_Directive_
Your task is to repeat all of the data exactly while excluding the pictures.

--

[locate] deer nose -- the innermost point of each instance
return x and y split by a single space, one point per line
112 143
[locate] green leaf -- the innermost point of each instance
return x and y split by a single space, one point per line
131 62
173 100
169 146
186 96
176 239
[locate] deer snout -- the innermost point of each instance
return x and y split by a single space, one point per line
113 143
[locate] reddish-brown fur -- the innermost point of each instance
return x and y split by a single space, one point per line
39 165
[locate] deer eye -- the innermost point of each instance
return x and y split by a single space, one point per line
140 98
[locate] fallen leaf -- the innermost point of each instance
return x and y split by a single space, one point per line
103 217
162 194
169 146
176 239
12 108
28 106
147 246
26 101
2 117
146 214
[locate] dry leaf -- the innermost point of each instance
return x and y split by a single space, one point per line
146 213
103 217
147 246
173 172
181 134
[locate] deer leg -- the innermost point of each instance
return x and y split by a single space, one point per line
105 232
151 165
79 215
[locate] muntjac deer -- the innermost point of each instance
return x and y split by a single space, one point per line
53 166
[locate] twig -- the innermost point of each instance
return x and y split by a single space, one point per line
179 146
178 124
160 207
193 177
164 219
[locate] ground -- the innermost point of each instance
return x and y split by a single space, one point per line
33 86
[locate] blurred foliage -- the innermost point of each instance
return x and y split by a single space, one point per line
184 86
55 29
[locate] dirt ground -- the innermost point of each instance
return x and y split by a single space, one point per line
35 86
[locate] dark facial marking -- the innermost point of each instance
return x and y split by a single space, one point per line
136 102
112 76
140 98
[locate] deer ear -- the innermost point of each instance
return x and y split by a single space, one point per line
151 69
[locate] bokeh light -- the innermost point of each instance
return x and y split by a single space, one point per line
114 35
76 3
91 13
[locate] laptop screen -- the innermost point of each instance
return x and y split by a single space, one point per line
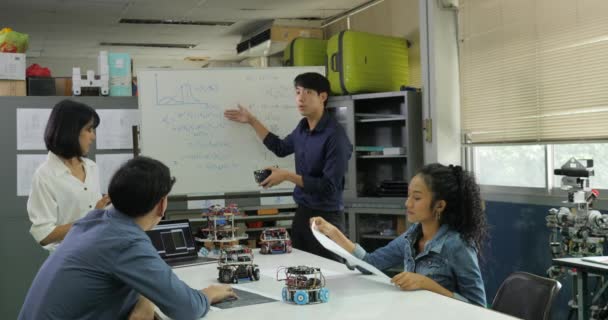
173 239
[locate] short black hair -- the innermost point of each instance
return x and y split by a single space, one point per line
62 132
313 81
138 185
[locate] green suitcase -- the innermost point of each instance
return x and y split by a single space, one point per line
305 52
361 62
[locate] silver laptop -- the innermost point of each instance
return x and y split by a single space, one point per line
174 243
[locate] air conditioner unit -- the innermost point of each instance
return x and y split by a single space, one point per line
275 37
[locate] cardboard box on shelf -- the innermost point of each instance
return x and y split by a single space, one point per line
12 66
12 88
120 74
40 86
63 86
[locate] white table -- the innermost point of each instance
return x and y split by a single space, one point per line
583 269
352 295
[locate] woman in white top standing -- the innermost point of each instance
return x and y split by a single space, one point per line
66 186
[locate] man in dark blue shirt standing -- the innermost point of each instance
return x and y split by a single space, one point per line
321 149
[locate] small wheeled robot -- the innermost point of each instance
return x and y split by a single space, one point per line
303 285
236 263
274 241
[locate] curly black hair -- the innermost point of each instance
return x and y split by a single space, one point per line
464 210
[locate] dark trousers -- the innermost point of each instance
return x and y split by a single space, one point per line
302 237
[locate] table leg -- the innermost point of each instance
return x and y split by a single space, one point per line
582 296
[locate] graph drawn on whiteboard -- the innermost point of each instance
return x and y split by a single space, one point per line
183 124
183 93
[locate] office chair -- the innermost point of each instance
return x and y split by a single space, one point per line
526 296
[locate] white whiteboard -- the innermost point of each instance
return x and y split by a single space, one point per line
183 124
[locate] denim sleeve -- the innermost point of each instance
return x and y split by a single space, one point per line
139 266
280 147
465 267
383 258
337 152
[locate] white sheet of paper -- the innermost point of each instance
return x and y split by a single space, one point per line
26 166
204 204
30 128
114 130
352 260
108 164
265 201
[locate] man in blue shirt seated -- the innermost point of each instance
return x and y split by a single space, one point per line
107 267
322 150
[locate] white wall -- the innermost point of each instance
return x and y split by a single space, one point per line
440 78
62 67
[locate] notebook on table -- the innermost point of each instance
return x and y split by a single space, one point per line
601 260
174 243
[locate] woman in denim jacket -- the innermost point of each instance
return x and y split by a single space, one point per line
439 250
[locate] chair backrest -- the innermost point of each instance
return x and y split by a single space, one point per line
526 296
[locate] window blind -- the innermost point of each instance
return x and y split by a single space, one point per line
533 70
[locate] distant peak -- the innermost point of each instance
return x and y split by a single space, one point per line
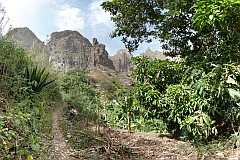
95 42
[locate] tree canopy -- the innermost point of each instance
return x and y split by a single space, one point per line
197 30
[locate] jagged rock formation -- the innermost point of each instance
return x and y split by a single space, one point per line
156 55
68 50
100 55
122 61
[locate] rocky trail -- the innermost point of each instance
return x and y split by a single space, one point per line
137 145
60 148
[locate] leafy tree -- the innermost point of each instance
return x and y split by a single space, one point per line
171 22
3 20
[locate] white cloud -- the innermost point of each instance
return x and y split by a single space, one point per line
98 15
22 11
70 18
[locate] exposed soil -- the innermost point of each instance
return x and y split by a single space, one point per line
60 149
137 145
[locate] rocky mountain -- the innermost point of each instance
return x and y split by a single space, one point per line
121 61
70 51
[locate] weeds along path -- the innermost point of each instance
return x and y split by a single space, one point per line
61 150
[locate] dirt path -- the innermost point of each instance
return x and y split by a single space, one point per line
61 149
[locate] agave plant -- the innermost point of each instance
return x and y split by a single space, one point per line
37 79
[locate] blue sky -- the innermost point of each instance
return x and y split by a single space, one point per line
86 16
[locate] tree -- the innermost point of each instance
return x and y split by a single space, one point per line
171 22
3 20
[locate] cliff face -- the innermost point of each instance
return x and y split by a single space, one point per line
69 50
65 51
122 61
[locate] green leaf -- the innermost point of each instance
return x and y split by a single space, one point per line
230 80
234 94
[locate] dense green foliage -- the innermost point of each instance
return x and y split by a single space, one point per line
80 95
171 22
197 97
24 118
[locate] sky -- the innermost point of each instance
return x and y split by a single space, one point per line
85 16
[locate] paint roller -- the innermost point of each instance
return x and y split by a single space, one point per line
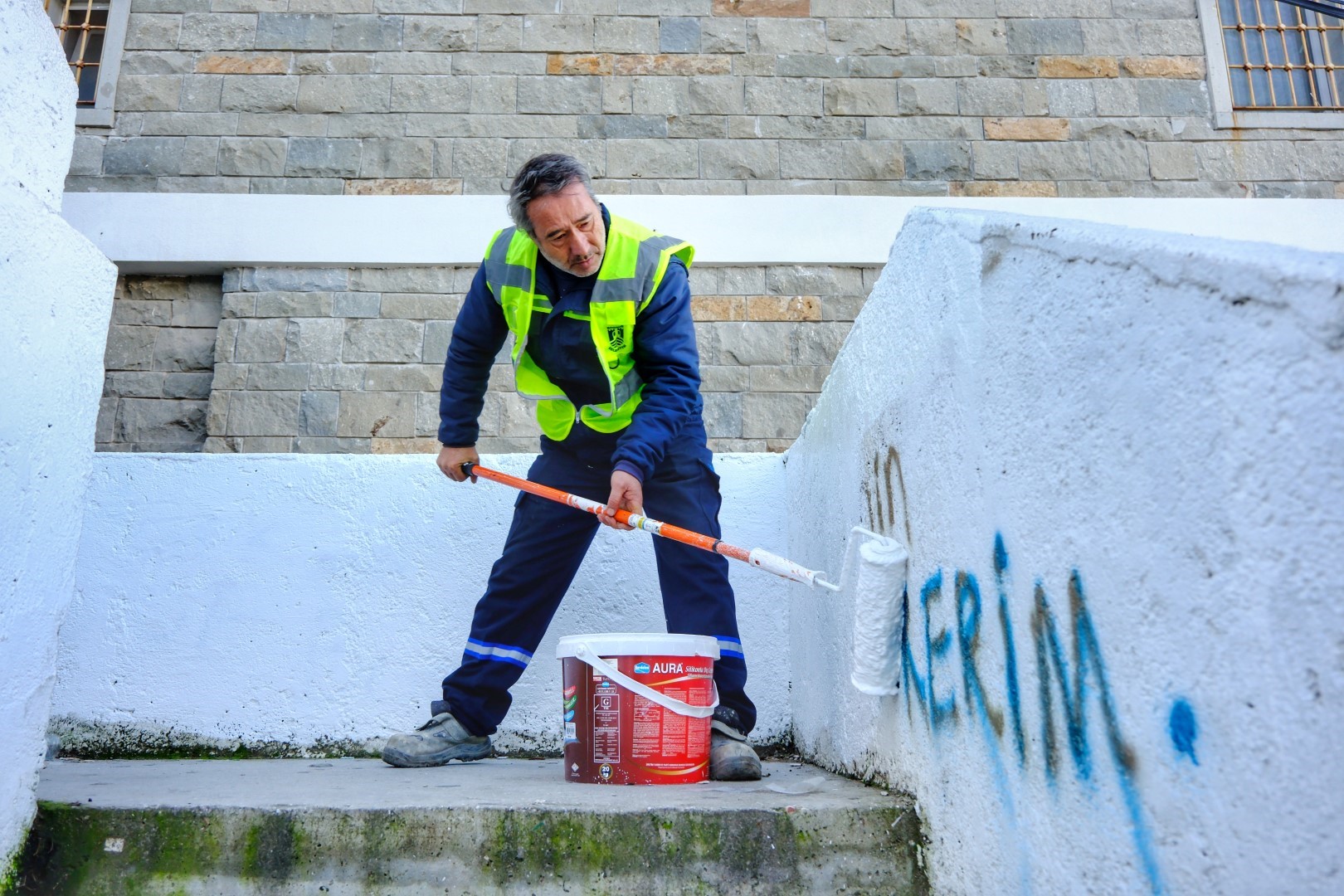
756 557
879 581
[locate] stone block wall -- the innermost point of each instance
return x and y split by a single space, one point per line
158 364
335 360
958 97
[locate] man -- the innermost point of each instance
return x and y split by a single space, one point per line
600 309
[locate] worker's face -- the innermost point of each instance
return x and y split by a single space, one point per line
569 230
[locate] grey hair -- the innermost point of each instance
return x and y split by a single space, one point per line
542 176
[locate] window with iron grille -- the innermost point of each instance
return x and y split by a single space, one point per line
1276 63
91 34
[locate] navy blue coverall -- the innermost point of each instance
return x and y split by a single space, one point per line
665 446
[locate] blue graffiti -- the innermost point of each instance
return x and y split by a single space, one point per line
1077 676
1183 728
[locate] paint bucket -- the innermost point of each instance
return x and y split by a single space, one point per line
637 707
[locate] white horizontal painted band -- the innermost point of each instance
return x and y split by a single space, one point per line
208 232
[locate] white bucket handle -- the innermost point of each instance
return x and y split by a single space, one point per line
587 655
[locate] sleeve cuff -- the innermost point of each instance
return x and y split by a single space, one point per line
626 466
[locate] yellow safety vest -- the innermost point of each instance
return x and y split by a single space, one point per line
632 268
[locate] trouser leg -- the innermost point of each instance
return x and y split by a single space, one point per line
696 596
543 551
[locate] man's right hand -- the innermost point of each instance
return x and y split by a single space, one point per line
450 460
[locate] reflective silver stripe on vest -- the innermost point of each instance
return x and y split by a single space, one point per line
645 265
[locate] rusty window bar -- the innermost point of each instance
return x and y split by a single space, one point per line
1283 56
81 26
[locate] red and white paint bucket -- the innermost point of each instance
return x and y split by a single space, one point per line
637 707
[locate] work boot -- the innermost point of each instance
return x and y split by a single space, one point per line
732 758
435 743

--

_Written answer_
[locate] deer nose -- the innermost point of each instance
return x and y split by a single space, one point per line
112 143
[locate] green leaf -- the innermost point of each instance
return x and y split by a single space, one point per line
131 62
173 100
169 146
186 96
176 239
[locate] deer snout -- the innermost point of each instance
return x and y split by a single space, one point per line
113 143
[locate] reddish-brown fur -- the innermost point of each instance
return x and y split by a single space, one point per line
39 165
[locate] deer eye -- the innermost point of each instance
return x and y split by a single space, one point per line
140 98
[locate] fallen leaf -- the innermost point of each instance
return x and y split by a single space, one point per line
103 217
162 194
169 146
176 239
12 108
28 106
147 246
26 101
2 117
146 214
[locate] dry leaf -- the innermost point of each instance
return x and y split by a single space, one point per line
146 213
103 217
147 246
173 172
181 134
[locate] deer leg -- the innermost point of each instance
return x and y split by a single space, one point per line
105 232
151 165
79 215
[locate] muntjac deer -- the innermost point of each instance
return x and y split by a single space, one point per line
53 166
[locate] twig -- the innermost point of each instance
return x and y split by a single space, one point per line
179 146
178 124
160 207
193 177
164 219
[locate] ground -- the innermost point of each instance
return x and y split by a single space, one point per line
33 86
[locate] blurred foliage -- the innermost point of each instance
return x and y split by a single space, one point per line
184 86
55 29
[locate] dirt ground -- the innermost point of each instance
return x and y split by a single space, one point per line
35 86
[locate] dark facial marking -- the innermost point of each instance
return x and y split by a single space, one point per line
136 102
112 76
140 98
[locate] deer ear -- the innermost point of each instance
return x and y split by a single space, one point per line
151 69
[locate] bokeh light -- the innermost point of each instance
return x and y split by a single space, one point per line
114 35
76 3
91 13
[locate] laptop screen -- the innermost point of each instance
return x and y split by a single space, one point per line
173 239
[locate] short black hair -- the innermost point of each instance
return x and y split by a single space, one point per line
62 132
313 81
138 185
[locate] green suitcase -- the innermost point of each instance
return x and y split by a single space, one point per line
305 52
361 62
[locate] silver laptop -- the innermost point of each instance
return x and y split by a single space, one point per line
174 243
[locate] air conditioner unit -- the innermost point of each instance
return x and y split by a single space, one point per line
275 37
[locate] cardboard box on shelf -- the innermost point of each instance
return x and y split by a single space, one point per line
12 66
12 88
120 74
40 86
63 86
[locate] white table -- the innermost point of each instance
return x and y split by a single space, one point per line
583 269
352 295
[locate] woman in white top standing -- the innermost point of each instance
return x and y split by a single space, one point per line
66 186
[locate] man in dark blue shirt standing -- the innermost point of each instance
return x and y split by a single space, one point per line
321 149
[locate] small wheeled robot -- the innermost point of each instance
return x and y split by a single space, one point per line
303 285
236 263
274 241
[locate] curly black hair -- the innermost point of each instance
return x and y split by a single space, one point per line
464 210
[locate] dark trousers -- the innermost point of each instance
return x and y split by a single space, one point per line
302 237
[locate] table leg -- the innermost point of each instance
return x and y split by a single space, one point per line
582 296
[locate] graph drawn on whiteboard -- the innermost point of each instance
return x and y split by a single space, one point per line
183 124
183 93
[locate] office chair -- the innermost point of each instance
return x and y split by a single space, one point per line
526 296
[locate] white whiteboard -- the innermost point of each instance
return x and y split by a single space, one point per line
183 124
[locate] denim sleeve -- the innermost point of each instance
return x and y split by a single space, one point per line
139 266
280 147
465 267
383 258
337 152
[locate] white sheet of paper -- the innermost point of each instance
return x and y split by a single space, one point per line
26 166
204 204
30 128
114 130
352 260
108 164
265 201
[locate] man in blue shirt seated -- the innermost point of each instance
return x and y split by a single space, one point per line
107 267
322 150
[locate] white wall -- the innermost point of each instance
return x and y split by a single space, one point per line
440 78
62 67
[locate] notebook on table -- the innermost point of each instance
return x and y split by a single space, one point per line
601 260
174 243
[locate] woman in denim jacket -- the innermost point of each instance
return x and y split by a single space, one point per line
439 250
[locate] chair backrest -- the innermost point of each instance
return x and y split by a single space, one point per line
526 296
[locate] window blind -- the innermost point of each instance
return x and y split by a single space, one point per line
533 70
[locate] distant peak -- the innermost point of each instance
return x and y split by a single space, one point per line
95 42
[locate] tree canopy -- the innermost point of each instance
return x and y split by a single space, one point per line
197 30
[locate] jagged rock formation -- the innermost point of each instance
return x and y split by a single space, one point per line
156 55
68 50
100 55
122 61
[locate] rocky trail -- the innermost point of each instance
return x and y split by a single space, one point per line
137 145
60 148
[locate] leafy tree -- the innermost point of each instance
return x and y split by a single space, one point per line
171 22
3 20
[locate] white cloud -- the innermost point of each instance
return x and y split by a single space, one point per line
98 15
22 11
70 18
[locate] exposed soil -- the innermost point of each instance
return x and y split by a single space, one point per line
60 149
137 145
[locate] rocky mountain -- the innermost point of each instance
return x and y split by a single space, one point per line
121 61
70 51
[locate] weeds along path -- the innermost point of each instance
return x and y split by a single space, one point per line
61 150
[locate] dirt path -- the innermost point of each instance
return x and y split by a single space, one point per line
61 149
[locate] agave plant -- the innermost point of each instance
return x and y split by a single space, one point per line
37 79
[locate] blue sky -- the innermost point of each instance
return x and y split by a single space, one point per line
86 16
[locate] tree -- the innermost point of each instance
return x and y split by a single space, one point per line
171 22
3 20
[locate] cliff face -- the innermost point of each instance
return x and y split by a single space, one point per line
69 50
65 51
122 61
[locate] green leaf -- the innermost point of each instance
return x and y split by a single space, one point per line
230 80
234 94
[locate] dense green foliage -- the innermost point of each instance
return x and y split by a single space, one point per line
80 95
171 22
197 97
24 118
[locate] sky -- the innermost point of each instance
return x and y split by a single space, one point per line
85 16
[locate] paint roller -- the innermost point of each instance
return x and y split by a single space, one point per line
756 557
879 581
[locate] stone block wall -- the innermost point of each instance
return x and y split by a single space, one point per line
158 364
335 360
958 97
[locate] man -- the innermost point of each instance
return x and y split by a single space, one point per line
600 309
[locate] worker's face -- the innermost point of each instance
return x and y split by a single space, one point per line
569 230
[locate] grey hair -- the innermost point of each instance
return x and y split by a single space, one point per line
542 176
[locate] window with iron grille -- the innermost point of each instance
return x and y split by a single space, one point per line
1276 63
91 34
[locate] navy blue coverall -- the innermost point of each instance
return x and y split by a single space, one point per line
665 446
[locate] blue graffiti -- the innermost point of each instance
return x and y split by a single space, one point per line
1077 676
1183 728
[locate] paint bucket -- the innermost point of each instance
return x and y split by a single space, one point per line
637 707
[locate] white horizontal painted band -- the innermost point of each instance
return x and y split by a single space, one point per line
208 232
[locate] white bucket handle -- the innermost point of each instance
return x and y split by a single space, one point per line
587 655
[locate] sleeve cuff -- the innermost point of each instance
return x and y split by a single space, one point per line
626 466
[locate] yellow safety vest -- the innermost point of each instance
return x and y split by a single space, one point per line
632 268
[locate] trouser leg -- the innermost point of each instance
return x and y split by a single space, one point per line
696 596
543 551
[locate] man's right hand -- the innermost point of each instance
return x and y split by a single space, one point per line
450 460
[locate] reflective silver stripe on vest -- the innermost point of each instance
return x and y split by a single space, one point per line
645 265
[locate] rusty window bar -- the innermost point of each instance
return x and y split by a single space, one point per line
1283 56
81 26
[locate] red and white paint bucket -- the innermost point of each instance
return x and y split by a single space, one point per line
637 707
[locate] work boot -- the innermost point of each instance
return x and y split by a single space, one point per line
732 758
435 743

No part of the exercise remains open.